━━━━━ EXTRACTED TEXT

It’s not like setting your rates one and done for the year, but [we are] more fluid with rates as we go so that we can try to keep up with things going on in the individual markets. We’ve invested heavily in learning and development to bring on some talent within that area of our HR team, so that we can focus on building out internal programs so that we can build up our own bench strength.
It’s tough when you’re in a small company and you’re competing against the big players out there in the industry, and so we want to be able to keep up with that by building up the bench strength and building up our own talent so that when we have an opening somewhere, we can plug and play much more quickly. We’re not there yet, but we are investing in it up front so that we can get ahead of that as we go.
On future growth for Volante:
I think a lot of times growth is a little bit opportunistic so you have to take it as it comes. But our approach is looking at acquisitions and also looking at our parent company just recently reinvested in building out our development team.
We’re looking at both aspects from that perspective of how we solidify an acquisitions process so that when an opportunity is presented, we can pursue that. The two projects we have going on in Oregon were legacy projects, they were well-underway before I got started. They’re both tracking well and slated to open hopefully in mid-second quarter, and so they’re both a little bit smaller communities in small markets within Oregon. We’re excited about how they’ll be positioned again as a brand new product to the space. They’re identical buildings, and they’re both 48 units, 24 assisted living, 24 memory care at each.
We just reengaged our development team and our leader of that division is working on building his team and working on going out and identifying sites, so we have a couple of things that are already in the works that we’re looking at early stages.
We’re excited for what that brings and hopefully as that solidifies over the next couple of years, we’ll get into a rhythm where we can go, bring on a couple of sites per year once you really hone that process.
So that means a huge need in our industry and a huge need for quality providers and that’s why, I think timing-wise, Volante is positioned well because we’re working and honing our skills to become a best in class operator and we’ll be right there alongside the growth that’s to come.

━━━━━━━━━━

» TASK REQUIREMENTS
a: In the Volante text, how many units does each of the two Oregon buildings have?
b: Resume the Volante text, picking up after its final sentence.
The records that come after the Volante text have no connection to it.

━━━━━ ENTRIES SHOWN

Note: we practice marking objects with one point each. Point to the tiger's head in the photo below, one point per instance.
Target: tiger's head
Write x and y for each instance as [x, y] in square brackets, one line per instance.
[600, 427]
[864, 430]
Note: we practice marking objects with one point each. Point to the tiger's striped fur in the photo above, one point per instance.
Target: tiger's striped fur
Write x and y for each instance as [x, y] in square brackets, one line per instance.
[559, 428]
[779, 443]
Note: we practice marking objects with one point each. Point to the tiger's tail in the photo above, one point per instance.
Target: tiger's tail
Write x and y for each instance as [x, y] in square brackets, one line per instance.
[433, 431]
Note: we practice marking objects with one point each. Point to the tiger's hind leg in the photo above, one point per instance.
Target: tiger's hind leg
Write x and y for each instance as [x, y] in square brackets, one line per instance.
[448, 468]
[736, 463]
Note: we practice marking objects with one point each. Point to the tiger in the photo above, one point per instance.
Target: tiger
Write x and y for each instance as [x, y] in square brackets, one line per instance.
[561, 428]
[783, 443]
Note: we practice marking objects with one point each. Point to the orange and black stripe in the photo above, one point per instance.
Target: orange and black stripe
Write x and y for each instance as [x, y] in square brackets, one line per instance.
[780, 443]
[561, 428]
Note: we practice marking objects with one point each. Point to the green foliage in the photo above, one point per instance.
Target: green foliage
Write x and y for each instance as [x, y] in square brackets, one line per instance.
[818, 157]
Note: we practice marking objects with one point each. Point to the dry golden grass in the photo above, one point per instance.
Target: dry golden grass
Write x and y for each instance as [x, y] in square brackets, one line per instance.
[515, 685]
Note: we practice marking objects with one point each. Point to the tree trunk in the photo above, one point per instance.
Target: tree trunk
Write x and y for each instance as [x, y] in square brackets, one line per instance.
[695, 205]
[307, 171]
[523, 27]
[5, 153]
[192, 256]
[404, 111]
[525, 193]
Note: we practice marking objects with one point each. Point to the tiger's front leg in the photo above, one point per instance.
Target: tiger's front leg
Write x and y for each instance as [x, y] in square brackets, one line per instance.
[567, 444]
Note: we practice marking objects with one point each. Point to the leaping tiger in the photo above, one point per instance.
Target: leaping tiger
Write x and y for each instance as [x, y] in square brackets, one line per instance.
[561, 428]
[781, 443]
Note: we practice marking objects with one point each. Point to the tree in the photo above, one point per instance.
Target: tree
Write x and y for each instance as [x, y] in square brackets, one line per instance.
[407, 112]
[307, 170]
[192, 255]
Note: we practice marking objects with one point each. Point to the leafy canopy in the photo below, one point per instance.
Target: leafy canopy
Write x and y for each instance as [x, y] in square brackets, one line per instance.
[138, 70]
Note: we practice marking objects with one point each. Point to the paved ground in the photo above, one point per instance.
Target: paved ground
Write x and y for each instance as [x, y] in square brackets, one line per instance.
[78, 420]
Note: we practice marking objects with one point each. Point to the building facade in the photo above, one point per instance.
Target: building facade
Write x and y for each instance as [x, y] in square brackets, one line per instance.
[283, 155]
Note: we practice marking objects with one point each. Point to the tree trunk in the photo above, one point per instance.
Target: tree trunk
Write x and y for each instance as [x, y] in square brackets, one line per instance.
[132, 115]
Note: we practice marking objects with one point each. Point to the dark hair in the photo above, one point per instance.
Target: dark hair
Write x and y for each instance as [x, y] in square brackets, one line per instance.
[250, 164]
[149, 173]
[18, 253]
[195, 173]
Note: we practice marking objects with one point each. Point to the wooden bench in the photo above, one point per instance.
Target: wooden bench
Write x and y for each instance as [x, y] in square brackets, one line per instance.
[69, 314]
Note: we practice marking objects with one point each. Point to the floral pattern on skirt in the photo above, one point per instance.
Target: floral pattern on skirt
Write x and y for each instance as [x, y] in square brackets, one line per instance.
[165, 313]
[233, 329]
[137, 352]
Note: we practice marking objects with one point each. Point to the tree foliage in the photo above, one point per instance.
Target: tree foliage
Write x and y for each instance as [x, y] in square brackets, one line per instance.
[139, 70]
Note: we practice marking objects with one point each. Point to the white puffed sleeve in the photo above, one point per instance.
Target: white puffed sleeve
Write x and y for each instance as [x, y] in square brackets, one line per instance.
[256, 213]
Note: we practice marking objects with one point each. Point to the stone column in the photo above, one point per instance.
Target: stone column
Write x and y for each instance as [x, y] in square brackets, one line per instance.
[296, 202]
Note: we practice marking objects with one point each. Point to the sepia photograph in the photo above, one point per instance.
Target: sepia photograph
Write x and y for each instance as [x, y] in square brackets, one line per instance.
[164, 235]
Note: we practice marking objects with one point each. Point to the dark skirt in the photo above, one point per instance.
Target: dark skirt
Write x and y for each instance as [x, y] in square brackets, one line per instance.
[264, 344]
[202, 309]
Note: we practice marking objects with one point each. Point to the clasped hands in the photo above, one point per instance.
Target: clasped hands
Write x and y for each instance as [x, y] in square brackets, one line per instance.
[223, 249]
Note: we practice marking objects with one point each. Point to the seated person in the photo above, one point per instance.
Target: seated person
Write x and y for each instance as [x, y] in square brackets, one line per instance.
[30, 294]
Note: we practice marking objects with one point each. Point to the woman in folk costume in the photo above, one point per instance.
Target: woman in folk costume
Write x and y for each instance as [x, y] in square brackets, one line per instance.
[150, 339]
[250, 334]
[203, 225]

━━━━━━━━━━

» WRITTEN RESPONSES
a: Each has 48 units: 24 assisted living and 24 memory care.

b:
On investing CapEx on older communities:
You have to continue to invest in your existing assets to keep up with the new product as it does start to get delivered to the space so we want to keep up along the way. There’s always a wishlist in every community of everything they’d like to have and sometimes it’s harder to retrofit amenities when people are looking for new stuff, whether it’s a bigger fitness space or indoor yoga studio and those types of things.
Volante is building out our plan for the next one, two, three and five years and prioritizing those needs to where we need to put the dollars in to make the most impact.
On changing care levels to generate revenue, care improvement:
The team has been working on adjusting care levels and unpacking some of the markets where we were maybe all inclusive and put some care levels in place to try and make it a little bit more palatable for residents and families. It’s an ongoing process.
We’re also looking at updating some of our technology from a care platform standpoint to make sure that we have the right systems in place to be able to capture the care that’s needed and help us better deliver on care globally from a system standpoint.
Outlook for the rest of 2025:
We’re really focused on high touch, honing our skills of what we’re doing right now and really improving our existing results and we may find some growth opportunities yet this year. So we’re really just trying to position ourselves well throughout this year so that next year really becomes a higher growth focus for us as well.